* **What the exercise asks**: Would you reproduce every line of the material exactly?

* **Material to process**:
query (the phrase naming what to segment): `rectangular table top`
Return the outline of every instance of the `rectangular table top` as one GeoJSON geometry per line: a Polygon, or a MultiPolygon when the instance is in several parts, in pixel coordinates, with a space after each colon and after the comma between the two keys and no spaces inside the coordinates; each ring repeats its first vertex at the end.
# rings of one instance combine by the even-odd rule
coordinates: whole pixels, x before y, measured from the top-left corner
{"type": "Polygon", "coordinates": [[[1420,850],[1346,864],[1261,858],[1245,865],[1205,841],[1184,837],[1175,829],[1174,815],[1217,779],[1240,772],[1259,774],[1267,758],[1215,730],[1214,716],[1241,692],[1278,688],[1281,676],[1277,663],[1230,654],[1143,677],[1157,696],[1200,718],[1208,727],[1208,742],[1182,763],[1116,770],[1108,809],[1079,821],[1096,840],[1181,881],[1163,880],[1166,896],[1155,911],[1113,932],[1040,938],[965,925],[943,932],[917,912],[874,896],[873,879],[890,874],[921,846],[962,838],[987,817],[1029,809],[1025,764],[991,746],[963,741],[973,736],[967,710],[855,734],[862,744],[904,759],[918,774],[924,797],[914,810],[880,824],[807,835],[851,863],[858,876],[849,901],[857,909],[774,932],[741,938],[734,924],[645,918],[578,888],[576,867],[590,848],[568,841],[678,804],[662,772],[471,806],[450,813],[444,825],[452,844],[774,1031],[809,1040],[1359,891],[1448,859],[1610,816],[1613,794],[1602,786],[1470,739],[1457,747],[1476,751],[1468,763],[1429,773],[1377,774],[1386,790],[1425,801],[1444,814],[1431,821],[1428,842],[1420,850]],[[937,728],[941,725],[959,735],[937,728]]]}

* **Response box**:
query (the phrase naming what to segment): `rectangular table top`
Return the outline of every instance of the `rectangular table top` as one GeoJSON geometry per line: a Polygon, or a MultiPolygon when the instance is in several parts, in pixel coordinates, with a space after each colon and after the comma between the two keys and no spaces inside the coordinates; each ring repeats its first vertex at the end.
# rings of one instance combine by the even-odd rule
coordinates: whole pixels, x before y, measured from the top-left corner
{"type": "Polygon", "coordinates": [[[1420,850],[1346,864],[1261,858],[1245,865],[1205,841],[1184,837],[1175,829],[1174,815],[1217,779],[1240,772],[1259,774],[1267,758],[1215,730],[1214,716],[1241,692],[1278,688],[1281,676],[1277,663],[1230,654],[1143,677],[1157,696],[1200,718],[1208,727],[1208,742],[1182,763],[1116,770],[1108,809],[1079,821],[1096,840],[1181,881],[1163,880],[1166,896],[1155,911],[1113,932],[1040,938],[965,925],[943,932],[917,912],[874,896],[873,879],[890,874],[921,846],[962,838],[987,817],[1029,809],[1025,764],[991,746],[963,741],[973,736],[967,710],[855,734],[862,744],[904,759],[918,774],[924,797],[914,810],[880,824],[807,835],[851,863],[858,876],[849,901],[857,909],[774,932],[741,938],[734,924],[645,918],[578,888],[576,867],[590,848],[568,841],[678,804],[662,772],[471,806],[450,813],[444,825],[452,844],[774,1031],[809,1040],[1359,891],[1448,859],[1610,816],[1613,794],[1602,786],[1470,739],[1457,747],[1476,751],[1468,763],[1429,773],[1377,774],[1386,790],[1425,801],[1444,814],[1431,821],[1428,842],[1420,850]],[[937,728],[941,725],[959,735],[937,728]]]}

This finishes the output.